# [Entries from a point annotation set]

•••••

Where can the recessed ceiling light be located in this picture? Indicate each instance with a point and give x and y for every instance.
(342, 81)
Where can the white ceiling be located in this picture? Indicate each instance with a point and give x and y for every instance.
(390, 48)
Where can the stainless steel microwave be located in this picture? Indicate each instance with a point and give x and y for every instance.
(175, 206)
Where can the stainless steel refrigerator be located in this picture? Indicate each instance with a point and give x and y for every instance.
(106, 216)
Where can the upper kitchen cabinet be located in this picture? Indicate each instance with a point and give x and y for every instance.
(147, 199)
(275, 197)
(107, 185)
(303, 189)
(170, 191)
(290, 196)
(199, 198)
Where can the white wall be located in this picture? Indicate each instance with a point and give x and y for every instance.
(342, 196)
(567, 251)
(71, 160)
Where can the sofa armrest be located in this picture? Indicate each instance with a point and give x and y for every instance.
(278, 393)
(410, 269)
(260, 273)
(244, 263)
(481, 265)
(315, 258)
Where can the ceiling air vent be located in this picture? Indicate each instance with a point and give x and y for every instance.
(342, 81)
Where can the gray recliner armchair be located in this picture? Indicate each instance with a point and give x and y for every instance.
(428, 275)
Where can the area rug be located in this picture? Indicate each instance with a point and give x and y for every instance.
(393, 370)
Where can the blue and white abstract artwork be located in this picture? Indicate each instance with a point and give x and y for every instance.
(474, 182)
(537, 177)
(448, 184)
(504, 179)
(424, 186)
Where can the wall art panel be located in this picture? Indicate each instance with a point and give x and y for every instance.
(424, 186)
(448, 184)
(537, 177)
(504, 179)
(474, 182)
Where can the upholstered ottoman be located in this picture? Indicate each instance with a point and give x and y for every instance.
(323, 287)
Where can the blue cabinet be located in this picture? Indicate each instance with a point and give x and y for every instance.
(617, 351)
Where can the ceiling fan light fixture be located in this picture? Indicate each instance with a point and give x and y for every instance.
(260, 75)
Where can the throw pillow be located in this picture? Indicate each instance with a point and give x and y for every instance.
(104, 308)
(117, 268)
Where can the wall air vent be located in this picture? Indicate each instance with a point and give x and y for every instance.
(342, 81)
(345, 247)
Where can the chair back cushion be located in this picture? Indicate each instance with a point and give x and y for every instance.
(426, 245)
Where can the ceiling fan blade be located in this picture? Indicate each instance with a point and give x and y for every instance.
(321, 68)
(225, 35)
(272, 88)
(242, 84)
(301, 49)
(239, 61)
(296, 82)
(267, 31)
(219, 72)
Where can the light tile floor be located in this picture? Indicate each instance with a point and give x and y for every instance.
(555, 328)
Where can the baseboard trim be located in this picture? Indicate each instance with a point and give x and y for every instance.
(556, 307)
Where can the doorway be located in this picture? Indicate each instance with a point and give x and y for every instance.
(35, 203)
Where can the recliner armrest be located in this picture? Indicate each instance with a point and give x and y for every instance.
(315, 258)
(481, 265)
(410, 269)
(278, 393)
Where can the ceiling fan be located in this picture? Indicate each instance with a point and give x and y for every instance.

•••••

# [Given request]
Write the material out exactly, with nothing left out.

# [Answer to this task]
Where can the recessed ceiling light be located in this picture? Indicate each instance with a point and give x and y for every instance.
(342, 81)
Where can the white ceiling be located in this picture? Indicate each instance with a point and give x and y for every instance.
(390, 48)
Where can the stainless steel microwave be located in this picture? Indicate each instance with a point and give x and y for every instance.
(175, 206)
Where can the stainless steel refrigerator be located in this picture? Indicate each instance with a point and give x and y for every instance.
(106, 216)
Where can the upper kitchen cabinet be located in this picture? Indicate each instance with a point and give x and y for every instance.
(147, 199)
(275, 197)
(107, 185)
(303, 189)
(170, 191)
(290, 196)
(199, 198)
Where can the white wall be located in this picture? Indicate each instance with a point and give x and y for every instance.
(342, 196)
(567, 251)
(71, 160)
Where can the sofa armrest be located in this picture? Indicate each instance with a point and give x and y for every instance.
(278, 393)
(410, 269)
(260, 273)
(244, 263)
(481, 265)
(315, 258)
Where can the ceiling air vent be located in this picture? Indicate each instance with a point and give x and y for every instance.
(342, 81)
Where can the gray recliner armchair be located in this picture? Indicate each instance with a point and give x and y for every instance.
(428, 275)
Where can the area rug be located in this picture? Indicate each instance with a point and give x and y for every instance.
(393, 370)
Where can the blue and white abstract artwork be located in this picture? Indicate each instance with a point and give x and y for every instance.
(474, 182)
(537, 177)
(448, 184)
(504, 179)
(424, 186)
Where can the wall art panel be located in this picture? Indicate each instance with a point and give x and y for every instance.
(424, 186)
(448, 184)
(537, 177)
(504, 179)
(474, 182)
Where can the upholstered ottoman be located in this picture? Indicate each instance with a point and give x and y for every instance.
(323, 287)
Where can the blue cabinet be located in this picture? Indicate each instance with a point and give x and y for every instance.
(617, 351)
Where can the ceiling fan light fixture be located in this picture? Indicate each instance with a point and give x and y for every instance.
(260, 75)
Where can the throw pillow be located in this picture? Indicate each instance with a point and give x and y for every instance.
(104, 308)
(117, 268)
Where can the wall air vent be located in this picture? Indicate each instance with a point and give x and y for every instance.
(342, 81)
(345, 247)
Where can the chair back cushion be located in this picture? Indicate each instance with a point and give x and y for every instance.
(426, 245)
Where can the ceiling fan blade be located in this picture? Indicate each instance with a point and give x and y for every instance.
(321, 68)
(225, 35)
(272, 88)
(242, 84)
(301, 49)
(239, 61)
(296, 82)
(267, 31)
(219, 72)
Where can the light tile floor be located in this picture? Indicate each instance with a point and give x and y for every instance.
(555, 328)
Where can the baseboard trim be located in this picture? Indicate each instance with a point and give x and y for every instance.
(556, 307)
Where can the doorway be located in this picture? Indicate each instance with a point and give x and y for every instance.
(35, 203)
Where can the recliner armrest be located in this picture? Indicate each instance with a point and give x and y for every instance.
(315, 258)
(481, 265)
(410, 269)
(278, 393)
Where can the ceiling fan be located in this picture? Indicate each instance with a point and give x and y for every instance.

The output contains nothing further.